(Exercise description):
Retype, exactly as they appear below, the lines between the line holding "Where can the doorway" and the line holding "Where can the red patterned", both ends included.

(Material for the task):
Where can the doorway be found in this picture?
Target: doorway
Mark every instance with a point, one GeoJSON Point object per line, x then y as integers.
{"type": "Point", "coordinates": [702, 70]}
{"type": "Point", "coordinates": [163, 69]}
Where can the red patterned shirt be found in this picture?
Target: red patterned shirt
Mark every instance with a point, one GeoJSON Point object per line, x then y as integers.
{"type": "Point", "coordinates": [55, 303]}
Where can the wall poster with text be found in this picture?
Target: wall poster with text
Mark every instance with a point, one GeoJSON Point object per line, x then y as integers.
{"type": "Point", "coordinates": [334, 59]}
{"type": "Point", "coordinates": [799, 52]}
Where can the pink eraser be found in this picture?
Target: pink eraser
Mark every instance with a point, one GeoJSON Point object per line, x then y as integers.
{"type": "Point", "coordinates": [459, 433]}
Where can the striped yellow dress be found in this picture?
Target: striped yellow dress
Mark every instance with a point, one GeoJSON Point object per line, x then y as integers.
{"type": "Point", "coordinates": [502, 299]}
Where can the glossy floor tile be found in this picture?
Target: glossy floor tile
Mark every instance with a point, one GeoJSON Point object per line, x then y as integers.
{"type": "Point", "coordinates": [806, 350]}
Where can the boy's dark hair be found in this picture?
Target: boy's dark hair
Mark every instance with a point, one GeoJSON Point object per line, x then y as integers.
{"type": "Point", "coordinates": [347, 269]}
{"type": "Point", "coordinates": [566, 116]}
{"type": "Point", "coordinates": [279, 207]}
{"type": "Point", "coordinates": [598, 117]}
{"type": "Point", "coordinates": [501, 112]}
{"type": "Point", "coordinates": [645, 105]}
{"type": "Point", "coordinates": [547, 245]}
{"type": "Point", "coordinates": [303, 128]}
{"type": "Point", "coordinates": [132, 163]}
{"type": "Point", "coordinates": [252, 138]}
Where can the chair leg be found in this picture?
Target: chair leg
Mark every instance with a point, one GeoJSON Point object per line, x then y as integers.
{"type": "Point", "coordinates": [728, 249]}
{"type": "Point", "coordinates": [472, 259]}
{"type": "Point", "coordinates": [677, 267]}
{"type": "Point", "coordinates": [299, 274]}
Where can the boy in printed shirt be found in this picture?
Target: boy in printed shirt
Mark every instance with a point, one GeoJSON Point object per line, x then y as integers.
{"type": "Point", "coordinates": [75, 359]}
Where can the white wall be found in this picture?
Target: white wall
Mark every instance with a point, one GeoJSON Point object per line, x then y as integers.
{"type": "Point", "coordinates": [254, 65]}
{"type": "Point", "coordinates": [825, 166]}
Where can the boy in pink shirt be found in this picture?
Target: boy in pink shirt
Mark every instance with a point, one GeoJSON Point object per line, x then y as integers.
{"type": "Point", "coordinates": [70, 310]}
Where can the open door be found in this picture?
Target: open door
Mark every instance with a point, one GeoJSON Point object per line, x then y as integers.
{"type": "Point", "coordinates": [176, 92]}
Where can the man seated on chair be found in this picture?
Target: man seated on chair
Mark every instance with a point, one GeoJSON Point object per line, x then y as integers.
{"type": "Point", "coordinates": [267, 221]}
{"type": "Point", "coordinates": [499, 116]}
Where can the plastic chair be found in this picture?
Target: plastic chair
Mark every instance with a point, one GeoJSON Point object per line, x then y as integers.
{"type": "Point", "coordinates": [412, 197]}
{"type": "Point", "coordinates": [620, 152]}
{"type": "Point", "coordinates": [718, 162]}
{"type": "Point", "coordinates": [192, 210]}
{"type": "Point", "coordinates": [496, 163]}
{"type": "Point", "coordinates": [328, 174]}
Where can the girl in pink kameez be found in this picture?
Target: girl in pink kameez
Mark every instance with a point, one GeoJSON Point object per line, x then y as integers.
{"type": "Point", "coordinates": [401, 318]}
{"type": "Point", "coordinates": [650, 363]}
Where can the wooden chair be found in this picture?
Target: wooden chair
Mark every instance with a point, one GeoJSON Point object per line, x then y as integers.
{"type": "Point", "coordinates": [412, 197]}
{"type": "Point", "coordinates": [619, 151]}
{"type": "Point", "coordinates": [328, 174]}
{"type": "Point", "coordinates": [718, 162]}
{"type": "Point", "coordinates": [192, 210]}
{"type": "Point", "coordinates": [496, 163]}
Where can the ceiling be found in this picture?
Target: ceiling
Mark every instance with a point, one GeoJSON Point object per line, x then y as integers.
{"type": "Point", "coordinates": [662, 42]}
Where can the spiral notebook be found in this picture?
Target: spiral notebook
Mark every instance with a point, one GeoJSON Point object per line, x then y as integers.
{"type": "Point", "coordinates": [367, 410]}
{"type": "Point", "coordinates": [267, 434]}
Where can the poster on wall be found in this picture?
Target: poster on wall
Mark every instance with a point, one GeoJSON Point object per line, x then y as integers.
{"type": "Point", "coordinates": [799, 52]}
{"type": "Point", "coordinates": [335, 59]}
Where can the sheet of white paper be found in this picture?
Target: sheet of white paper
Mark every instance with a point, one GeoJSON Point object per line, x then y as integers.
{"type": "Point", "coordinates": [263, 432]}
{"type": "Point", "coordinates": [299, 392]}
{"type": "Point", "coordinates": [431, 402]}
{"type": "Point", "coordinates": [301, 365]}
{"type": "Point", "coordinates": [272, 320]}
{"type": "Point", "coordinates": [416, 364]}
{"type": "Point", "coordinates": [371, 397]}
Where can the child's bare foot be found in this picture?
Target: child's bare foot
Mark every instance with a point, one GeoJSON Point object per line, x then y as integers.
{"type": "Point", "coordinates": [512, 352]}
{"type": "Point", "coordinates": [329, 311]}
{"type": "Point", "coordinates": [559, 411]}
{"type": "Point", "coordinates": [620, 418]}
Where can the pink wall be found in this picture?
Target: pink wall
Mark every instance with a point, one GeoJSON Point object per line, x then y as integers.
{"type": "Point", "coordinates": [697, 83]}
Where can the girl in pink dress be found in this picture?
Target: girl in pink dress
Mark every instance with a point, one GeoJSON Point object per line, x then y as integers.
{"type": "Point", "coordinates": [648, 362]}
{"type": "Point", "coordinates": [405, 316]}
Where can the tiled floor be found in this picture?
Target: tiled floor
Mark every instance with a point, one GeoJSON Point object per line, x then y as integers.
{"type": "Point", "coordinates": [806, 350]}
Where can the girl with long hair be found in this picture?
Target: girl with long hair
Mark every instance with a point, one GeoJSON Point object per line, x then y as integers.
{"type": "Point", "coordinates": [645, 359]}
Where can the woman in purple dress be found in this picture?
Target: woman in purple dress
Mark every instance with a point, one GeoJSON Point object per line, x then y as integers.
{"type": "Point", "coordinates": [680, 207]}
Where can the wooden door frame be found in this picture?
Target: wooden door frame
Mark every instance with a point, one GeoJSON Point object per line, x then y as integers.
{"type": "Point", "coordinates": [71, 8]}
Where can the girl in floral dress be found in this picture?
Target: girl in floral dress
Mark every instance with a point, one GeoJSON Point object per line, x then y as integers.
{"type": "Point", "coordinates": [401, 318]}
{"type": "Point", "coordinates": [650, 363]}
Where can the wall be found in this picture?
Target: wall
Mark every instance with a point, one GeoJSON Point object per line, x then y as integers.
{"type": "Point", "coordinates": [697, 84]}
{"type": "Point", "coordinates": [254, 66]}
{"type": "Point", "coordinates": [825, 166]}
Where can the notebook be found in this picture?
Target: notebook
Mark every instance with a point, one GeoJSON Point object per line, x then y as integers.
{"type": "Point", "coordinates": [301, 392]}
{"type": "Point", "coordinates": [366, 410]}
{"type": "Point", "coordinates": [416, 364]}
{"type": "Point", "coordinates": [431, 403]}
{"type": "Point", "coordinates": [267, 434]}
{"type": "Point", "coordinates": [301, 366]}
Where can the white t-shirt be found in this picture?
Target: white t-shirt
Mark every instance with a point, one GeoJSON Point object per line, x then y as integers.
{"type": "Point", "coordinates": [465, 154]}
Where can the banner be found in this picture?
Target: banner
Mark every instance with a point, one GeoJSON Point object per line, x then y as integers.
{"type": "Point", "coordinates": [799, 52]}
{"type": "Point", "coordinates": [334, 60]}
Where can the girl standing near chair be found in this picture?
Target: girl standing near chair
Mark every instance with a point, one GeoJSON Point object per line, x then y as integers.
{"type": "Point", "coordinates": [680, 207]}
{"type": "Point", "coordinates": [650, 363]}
* * *
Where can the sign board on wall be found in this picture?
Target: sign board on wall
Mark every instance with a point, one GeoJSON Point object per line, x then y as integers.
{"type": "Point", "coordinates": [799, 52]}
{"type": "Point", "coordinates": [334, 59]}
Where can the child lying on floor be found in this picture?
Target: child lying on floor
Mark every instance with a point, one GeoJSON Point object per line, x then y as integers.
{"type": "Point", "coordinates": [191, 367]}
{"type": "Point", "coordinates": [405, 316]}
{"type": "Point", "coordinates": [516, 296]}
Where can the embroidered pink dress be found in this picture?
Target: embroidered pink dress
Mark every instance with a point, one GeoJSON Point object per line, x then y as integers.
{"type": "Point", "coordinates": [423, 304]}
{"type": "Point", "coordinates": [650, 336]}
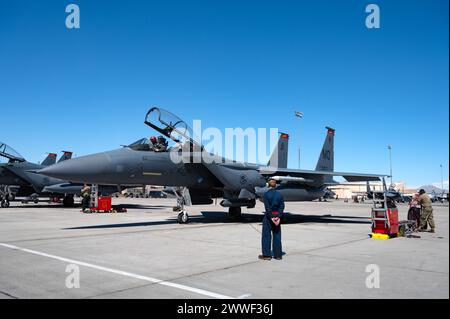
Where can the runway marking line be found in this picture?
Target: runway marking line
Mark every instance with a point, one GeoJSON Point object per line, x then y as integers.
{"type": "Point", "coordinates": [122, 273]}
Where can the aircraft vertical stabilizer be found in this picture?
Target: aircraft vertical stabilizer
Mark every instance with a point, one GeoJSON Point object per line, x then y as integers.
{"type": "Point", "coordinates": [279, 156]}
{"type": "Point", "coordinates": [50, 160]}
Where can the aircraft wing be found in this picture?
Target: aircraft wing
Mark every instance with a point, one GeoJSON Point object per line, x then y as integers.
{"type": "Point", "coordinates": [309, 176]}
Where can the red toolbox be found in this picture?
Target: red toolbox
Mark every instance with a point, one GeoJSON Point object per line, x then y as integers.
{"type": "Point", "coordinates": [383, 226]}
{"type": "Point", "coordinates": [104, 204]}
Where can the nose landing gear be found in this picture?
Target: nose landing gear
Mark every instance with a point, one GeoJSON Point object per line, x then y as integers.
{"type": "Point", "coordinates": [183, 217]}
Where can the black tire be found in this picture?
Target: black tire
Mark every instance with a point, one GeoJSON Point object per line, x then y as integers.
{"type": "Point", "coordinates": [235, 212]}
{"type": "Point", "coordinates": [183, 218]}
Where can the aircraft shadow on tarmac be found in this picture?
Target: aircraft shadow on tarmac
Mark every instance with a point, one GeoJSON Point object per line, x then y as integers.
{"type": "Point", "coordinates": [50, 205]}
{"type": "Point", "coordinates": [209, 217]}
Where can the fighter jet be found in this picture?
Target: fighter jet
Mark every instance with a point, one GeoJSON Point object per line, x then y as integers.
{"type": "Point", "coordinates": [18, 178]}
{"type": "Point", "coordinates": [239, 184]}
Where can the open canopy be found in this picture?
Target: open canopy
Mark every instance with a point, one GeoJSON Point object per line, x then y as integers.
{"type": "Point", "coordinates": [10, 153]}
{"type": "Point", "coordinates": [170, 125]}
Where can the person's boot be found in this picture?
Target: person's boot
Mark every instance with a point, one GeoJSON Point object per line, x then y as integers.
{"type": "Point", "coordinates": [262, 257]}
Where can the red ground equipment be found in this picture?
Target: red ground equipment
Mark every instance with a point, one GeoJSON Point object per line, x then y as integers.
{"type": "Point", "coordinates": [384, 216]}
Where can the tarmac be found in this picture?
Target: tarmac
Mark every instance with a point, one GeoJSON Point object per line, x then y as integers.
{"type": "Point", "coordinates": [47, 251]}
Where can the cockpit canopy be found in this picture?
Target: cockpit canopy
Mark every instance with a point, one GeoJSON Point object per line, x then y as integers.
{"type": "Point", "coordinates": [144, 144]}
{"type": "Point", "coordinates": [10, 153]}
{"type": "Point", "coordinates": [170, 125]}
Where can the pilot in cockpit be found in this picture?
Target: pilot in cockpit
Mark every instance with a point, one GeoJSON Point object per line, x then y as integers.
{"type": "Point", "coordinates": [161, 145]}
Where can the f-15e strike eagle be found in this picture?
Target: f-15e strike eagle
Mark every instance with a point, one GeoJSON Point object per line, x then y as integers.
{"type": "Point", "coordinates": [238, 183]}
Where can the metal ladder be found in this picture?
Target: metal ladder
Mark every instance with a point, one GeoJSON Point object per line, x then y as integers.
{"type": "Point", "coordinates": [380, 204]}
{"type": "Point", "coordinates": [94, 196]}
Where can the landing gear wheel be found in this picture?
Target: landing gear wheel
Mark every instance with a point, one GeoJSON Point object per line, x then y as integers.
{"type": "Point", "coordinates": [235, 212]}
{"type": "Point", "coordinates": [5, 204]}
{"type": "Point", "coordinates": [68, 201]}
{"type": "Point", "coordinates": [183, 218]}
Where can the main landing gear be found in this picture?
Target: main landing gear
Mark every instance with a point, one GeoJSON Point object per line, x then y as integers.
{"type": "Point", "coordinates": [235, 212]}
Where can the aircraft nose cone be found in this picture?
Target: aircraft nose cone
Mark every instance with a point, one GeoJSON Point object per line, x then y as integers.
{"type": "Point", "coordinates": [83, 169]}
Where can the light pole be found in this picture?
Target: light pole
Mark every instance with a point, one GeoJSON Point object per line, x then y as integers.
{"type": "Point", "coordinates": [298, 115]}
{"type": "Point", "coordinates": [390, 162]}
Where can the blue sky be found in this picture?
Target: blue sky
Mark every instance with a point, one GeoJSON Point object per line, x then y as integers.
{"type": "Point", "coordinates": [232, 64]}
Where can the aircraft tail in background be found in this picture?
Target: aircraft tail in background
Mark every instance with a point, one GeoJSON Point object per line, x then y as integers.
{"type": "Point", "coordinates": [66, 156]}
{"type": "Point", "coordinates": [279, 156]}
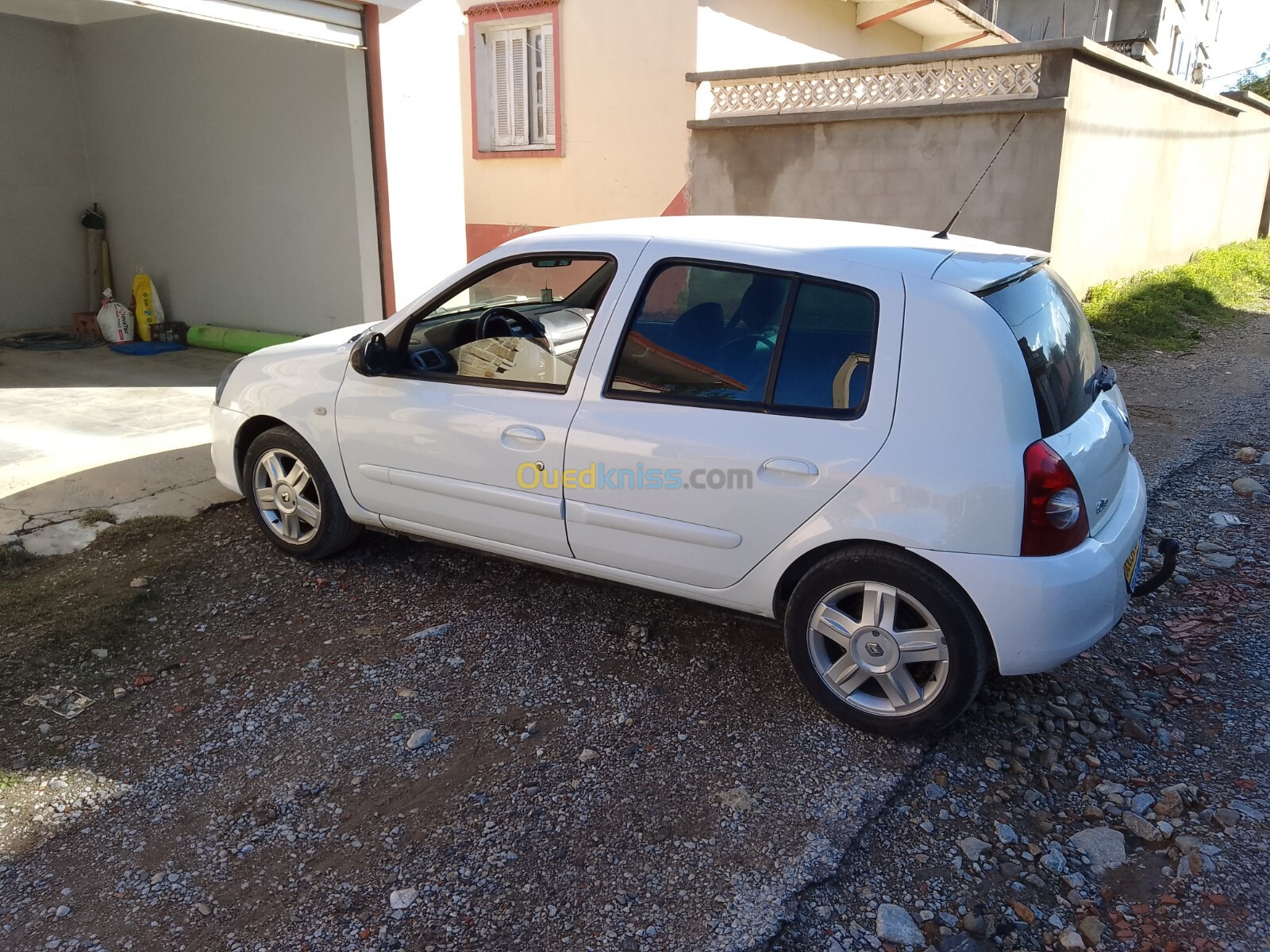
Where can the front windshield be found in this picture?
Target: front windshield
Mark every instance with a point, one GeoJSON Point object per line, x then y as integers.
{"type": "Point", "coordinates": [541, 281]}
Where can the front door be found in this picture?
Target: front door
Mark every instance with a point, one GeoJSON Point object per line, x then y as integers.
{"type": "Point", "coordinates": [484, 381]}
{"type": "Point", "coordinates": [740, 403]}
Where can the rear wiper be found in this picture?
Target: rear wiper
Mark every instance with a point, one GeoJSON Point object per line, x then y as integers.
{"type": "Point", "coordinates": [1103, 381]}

(Output of the exercise):
Where can the doorway be found in this picture?
Target: doorway
Mark every instance with a point, one GeoJSON Point object per line, x then y as integers.
{"type": "Point", "coordinates": [702, 70]}
{"type": "Point", "coordinates": [163, 69]}
Where can the red patterned shirt be found in this picture?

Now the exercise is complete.